___ Text passage

# Roof Leaking at Step Flashing



## Bossssss (Aug 14, 2020)

I have a roof leaking at the step flashing, where an upper-level wall/siding intersects with a lower level roofline (garage roof). The siding was replaced 2 years ago and I can see that they used nails to attach the j-channel at the bottom of the wall along the roofline. So more than likely those nails are going through the step flashing. Do you think that it could be leaking at those nail holes? The roof was replaced maybe ~15 years ago and I’m guessing the step flashing it at least that old (the home was built in 1993). Any advice would be much appreciated.

Here are some pics for reference.
https://photos.app.goo.gl/T75266fCvYzXahVy7 6

Thanks for the help!


----------



## roofermann (Jul 7, 2012)

Your pic link is broken. Try uploading your pic/s to an image host and posting that link. Imgur is safe and user friendly.


https://imgur.com/


----------



## Bossssss (Aug 14, 2020)

Sorry the link was broken. Here is an updated link.
https://photos.app.goo.gl/T75266fCvYzXahVy7


----------



## roofermann (Jul 7, 2012)

You are probably correct in assuming there's a problem with the step flashing at or uphill from where the water is entering the attic.


----------

______
___ Data extract

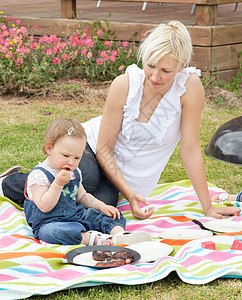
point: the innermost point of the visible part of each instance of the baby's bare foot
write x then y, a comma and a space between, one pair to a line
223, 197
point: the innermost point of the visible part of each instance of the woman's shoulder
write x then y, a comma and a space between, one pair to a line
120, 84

______
___ Data extract

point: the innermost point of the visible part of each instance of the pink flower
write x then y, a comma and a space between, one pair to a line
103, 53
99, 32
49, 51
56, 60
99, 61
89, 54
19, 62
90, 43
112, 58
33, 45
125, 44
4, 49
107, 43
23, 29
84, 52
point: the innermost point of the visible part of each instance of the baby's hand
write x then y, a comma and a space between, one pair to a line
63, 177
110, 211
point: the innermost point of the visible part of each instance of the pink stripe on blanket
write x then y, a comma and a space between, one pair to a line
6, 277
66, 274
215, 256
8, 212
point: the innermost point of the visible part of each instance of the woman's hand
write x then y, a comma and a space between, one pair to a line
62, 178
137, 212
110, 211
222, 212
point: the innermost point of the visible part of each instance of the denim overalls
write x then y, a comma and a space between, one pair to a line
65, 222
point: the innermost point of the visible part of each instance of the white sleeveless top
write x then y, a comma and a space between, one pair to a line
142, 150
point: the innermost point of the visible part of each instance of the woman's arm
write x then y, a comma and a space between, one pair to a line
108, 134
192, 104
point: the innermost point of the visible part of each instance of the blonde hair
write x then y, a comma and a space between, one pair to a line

______
___ Data extract

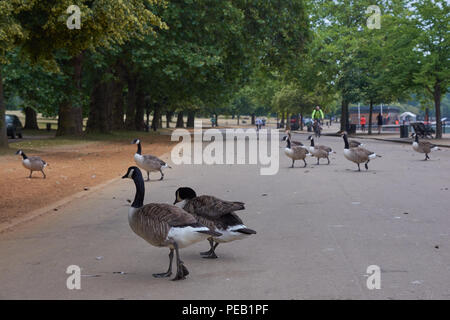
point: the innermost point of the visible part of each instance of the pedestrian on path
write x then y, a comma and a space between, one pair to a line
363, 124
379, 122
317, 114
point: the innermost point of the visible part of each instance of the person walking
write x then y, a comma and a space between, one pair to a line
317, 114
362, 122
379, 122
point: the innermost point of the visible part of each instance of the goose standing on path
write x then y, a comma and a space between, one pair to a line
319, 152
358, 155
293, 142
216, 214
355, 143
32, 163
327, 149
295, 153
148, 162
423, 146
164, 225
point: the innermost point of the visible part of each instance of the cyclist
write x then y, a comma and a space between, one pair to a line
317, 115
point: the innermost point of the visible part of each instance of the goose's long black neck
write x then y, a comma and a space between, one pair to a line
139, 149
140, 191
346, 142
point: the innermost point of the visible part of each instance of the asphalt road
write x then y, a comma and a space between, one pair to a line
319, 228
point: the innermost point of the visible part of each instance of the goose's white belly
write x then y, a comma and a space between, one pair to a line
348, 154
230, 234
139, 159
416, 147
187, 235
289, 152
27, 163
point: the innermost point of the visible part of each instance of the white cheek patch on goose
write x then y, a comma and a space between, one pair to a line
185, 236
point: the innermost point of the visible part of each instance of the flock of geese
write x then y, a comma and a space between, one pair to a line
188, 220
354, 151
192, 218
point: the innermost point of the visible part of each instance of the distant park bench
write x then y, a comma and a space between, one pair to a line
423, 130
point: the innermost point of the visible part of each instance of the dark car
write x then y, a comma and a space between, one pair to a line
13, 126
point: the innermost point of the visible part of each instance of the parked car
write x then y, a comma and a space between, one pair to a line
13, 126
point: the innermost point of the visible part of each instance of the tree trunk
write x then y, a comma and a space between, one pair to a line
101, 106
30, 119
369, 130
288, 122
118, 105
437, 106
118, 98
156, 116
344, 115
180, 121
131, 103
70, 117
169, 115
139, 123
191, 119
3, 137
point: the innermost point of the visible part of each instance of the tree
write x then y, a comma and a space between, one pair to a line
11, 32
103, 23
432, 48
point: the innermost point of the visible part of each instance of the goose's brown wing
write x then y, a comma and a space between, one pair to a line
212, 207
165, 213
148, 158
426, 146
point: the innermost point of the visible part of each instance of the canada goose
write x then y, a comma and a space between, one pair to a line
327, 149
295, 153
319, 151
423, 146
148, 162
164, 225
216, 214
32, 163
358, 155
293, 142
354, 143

______

• **What this exercise asks**:
- 1) Answer these questions about the roof leak thread:
(a) In what year was the home built?
(b) How long ago was the siding replaced?
(c) Which image host does the reply about the broken link recommend?
- 2) How many lines of the entries contain the string "tree"? Give only the number.

• **Answers for the tasks**:
- 1)
(a) 1993
(b) 2 years ago
(c) Imgur

- 2) 2